**TEXT SECTION**.
..........

The program output at various epochs is shown in Table 13-2.
Table 13-2

Images generated at various epochs

../images/495303_1_En_13_Chapter/495303_1_En_13_Figb_HTML.gif

As in the case of digit generation, you can notice that the model gets quickly trained during the first few epochs, and by the end of 100 epochs, you have a quality output.

Full Source

The full source code for the character image generation is given in Listing 13-4.
import matplotlib.pyplot as plt
import tensorflow as tf
import numpy as np
import time
from tensorflow import keras
from tensorflow.keras import layers
import os
pip install extra-keras-datasets
from extra_keras_datasets import emnist
(train_images,train_labels),
        (test_images,test_labels) =
        emnist.load_data(type='letters')
plt.imshow(train_images[1])
print ("label: ", train_labels[1])
letter_G_images = []
for i in range(len(train_images)):
    if train_labels[i] == 7:
        letter_G_images.append(train_images[i])
train_images = np.array(letter_G_images)
n = 10
f = plt.figure()
for i in range(n):
    f.add_subplot(1, n, i + 1)
    plt.subplot(1, n, i+1 ).axis("off")
    plt.imshow(train_images[i])
plt.show()
train_images = train_images.reshape (
    train_images.shape[0], 28, 28, 1).astype('float32')
train_images = (train_images - 127.5) / 127.5
train_dataset = tf.data.Dataset.from_tensor_slices(
    train_images).shuffle
            (train_images.shape[0]).batch(32)
gen_model = tf.keras.Sequential()
# Feed network with a 7x7 random image
gen_model.add(tf.keras.layers.Dense
                           (7*7*256,
                           use_bias=False,
                           input_shape=(100,)))
# Add batch normalization for stability
gen_model.add(tf.keras.layers.BatchNormalization())
gen_model.add(tf.keras.layers.LeakyReLU())
# reshape the output
gen_model.add(tf.keras.layers.Reshape((7, 7, 256)))
# Apply (5x5) filter and shift of (1,1).
# The image output is still 7x7.
gen_model.add(tf.keras.layers.Conv2DTranspose
                                (128, (5, 5),
                                strides=(1, 1),
                                padding='same',
                                use_bias=False))
gen_model.add(tf.keras.layers.BatchNormalization())
gen_model.add(tf.keras.layers.LeakyReLU())
# apply stride of (2,2). The output image is now 14x14.

..........

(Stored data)
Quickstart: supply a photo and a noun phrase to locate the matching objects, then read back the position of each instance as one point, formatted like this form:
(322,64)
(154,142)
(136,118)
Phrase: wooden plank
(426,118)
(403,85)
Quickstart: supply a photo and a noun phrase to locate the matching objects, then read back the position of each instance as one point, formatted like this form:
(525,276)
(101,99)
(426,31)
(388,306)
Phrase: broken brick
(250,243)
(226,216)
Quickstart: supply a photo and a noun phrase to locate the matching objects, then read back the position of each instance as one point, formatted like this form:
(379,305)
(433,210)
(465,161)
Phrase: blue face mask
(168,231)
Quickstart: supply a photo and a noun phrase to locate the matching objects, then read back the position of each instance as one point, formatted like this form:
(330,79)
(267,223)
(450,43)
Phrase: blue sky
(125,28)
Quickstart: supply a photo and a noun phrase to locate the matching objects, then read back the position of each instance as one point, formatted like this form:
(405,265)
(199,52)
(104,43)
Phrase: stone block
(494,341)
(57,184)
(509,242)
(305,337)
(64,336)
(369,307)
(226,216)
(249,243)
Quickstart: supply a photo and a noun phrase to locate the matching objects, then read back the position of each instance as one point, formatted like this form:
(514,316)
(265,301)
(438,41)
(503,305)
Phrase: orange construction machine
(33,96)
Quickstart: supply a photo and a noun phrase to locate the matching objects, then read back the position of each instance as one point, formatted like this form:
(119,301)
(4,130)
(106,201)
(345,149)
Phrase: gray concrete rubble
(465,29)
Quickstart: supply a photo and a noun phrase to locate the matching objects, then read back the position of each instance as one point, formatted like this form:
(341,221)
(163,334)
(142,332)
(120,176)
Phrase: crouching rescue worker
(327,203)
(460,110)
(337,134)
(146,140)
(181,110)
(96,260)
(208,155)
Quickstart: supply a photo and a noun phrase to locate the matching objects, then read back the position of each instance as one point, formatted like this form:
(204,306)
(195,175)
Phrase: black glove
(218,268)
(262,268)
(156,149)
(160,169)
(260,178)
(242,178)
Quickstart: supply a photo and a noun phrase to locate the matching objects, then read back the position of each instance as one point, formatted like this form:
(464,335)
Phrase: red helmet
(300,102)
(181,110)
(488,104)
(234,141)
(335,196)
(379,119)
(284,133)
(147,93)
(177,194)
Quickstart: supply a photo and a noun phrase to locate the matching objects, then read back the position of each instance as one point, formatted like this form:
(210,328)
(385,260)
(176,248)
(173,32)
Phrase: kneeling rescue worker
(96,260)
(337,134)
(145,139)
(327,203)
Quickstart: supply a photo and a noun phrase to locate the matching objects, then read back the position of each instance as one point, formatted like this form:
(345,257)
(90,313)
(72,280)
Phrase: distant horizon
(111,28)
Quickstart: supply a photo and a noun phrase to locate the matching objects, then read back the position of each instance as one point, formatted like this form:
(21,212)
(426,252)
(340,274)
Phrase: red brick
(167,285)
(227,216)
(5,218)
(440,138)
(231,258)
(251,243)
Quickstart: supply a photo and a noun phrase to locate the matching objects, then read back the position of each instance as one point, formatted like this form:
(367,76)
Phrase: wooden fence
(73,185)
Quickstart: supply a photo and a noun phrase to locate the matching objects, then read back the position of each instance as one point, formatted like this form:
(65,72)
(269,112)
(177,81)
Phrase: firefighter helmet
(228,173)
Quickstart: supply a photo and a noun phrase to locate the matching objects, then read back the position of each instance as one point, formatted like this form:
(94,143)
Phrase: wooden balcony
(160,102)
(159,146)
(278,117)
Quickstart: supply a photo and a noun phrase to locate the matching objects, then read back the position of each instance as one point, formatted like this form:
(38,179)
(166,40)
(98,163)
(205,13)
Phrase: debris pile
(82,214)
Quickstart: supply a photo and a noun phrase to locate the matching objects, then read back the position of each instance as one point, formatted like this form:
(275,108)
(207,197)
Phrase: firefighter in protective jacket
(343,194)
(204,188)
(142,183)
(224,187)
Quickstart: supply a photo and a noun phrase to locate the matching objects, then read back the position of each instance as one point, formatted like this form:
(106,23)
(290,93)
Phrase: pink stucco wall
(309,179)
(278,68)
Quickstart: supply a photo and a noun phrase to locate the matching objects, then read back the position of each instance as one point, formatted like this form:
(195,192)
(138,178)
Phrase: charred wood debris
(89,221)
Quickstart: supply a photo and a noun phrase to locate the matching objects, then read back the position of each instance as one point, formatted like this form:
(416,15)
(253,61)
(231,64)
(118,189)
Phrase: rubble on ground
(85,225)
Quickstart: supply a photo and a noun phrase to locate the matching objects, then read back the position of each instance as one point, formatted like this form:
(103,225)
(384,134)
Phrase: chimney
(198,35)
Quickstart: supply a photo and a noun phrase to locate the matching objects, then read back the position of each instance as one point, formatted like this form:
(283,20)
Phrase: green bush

..........

**TO-DO LIST**.
(1) Answer these questions from the letter generation listing:
(a) By the end of how many epochs does the model give quality output?
(b) Which label value is used to pick out the images of the letter G?
(c) What batch size is the training dataset split into?
(2) Extend the letter generation listing from the point where it stops.

**FINAL ANSWERS**.
(1)
(a) 100 epochs
(b) 7
(c) 32

(2)
gen_model.add(tf.keras.layers.Conv2DTranspose
                               (64, (5, 5),
                                strides=(2, 2),
                                padding='same',
                                use_bias=False))
gen_model.add(tf.keras.layers.BatchNormalization())
gen_model.add(tf.keras.layers.LeakyReLU())
# another shift upscales the image to 28x28, whihch is our final size.
gen_model.add(tf.keras.layers.Conv2DTranspose
                                (1, (5, 5),
                                strides=(2, 2),
                                padding='same',
                                use_bias=False,
                                activation='tanh'))
gen_model.summary()
tf.keras.utils.plot_model(gen_model)
noise = tf.random.normal([1, 100])#giving random input vector
generated_image = gen_model(noise, training=False)
plt.imshow(generated_image[0, :, :, 0], cmap="gray")
generated_image.shape
discri_model = tf.keras.Sequential()
discri_model.add(tf.keras.layers.Conv2D
                          (64, (5, 5),
                           strides=(2, 2),
                           padding='same',
                           input_shape=[28, 28, 1]))
discri_model.add(tf.keras.layers.LeakyReLU())
discri_model.add(tf.keras.layers.Dropout(0.3))
discri_model.add(tf.keras.layers.Conv2D
                          (128, (5, 5),
                           strides=(2, 2),
                           padding='same'))
discri_model.add(tf.keras.layers.LeakyReLU())
discri_model.add(tf.keras.layers.Dropout(0.3))
discri_model.add(tf.keras.layers.Flatten())
discri_model.add(tf.keras.layers.Dense(1))
discri_model.summary()
tf.keras.utils.plot_model(discri_model)
decision = discri_model(generated_image)
print (decision)
cross_entropy = tf.keras.losses.BinaryCrossentropy(from_logits=True)
#creating loss function
def generator_loss(generated_output):
    return cross_entropy(tf.ones_like(generated_output),
                           generated_output)
def discriminator_loss(real_output,
                           generated_output):
    # compute loss considering the image is real [1,1,...,1]
    real_loss = cross_entropy(tf.ones_like
                     (real_output),real_output)
    # compute loss considering the image is fake[0,0,...,0]
    generated_loss = cross_entropy
                  (tf.zeros_like(generated_output),
                                 generated_output)
    # compute total loss
    total_loss = real_loss + generated_loss
    return total_loss
gen_optimizer = tf.optimizers.Adam(1e-4)
discri_optimizer = tf.optimizers.Adam(1e-4)
epoch_number = 0
EPOCHS = 100
noise_dim = 100
seed = tf.random.normal([1, noise_dim])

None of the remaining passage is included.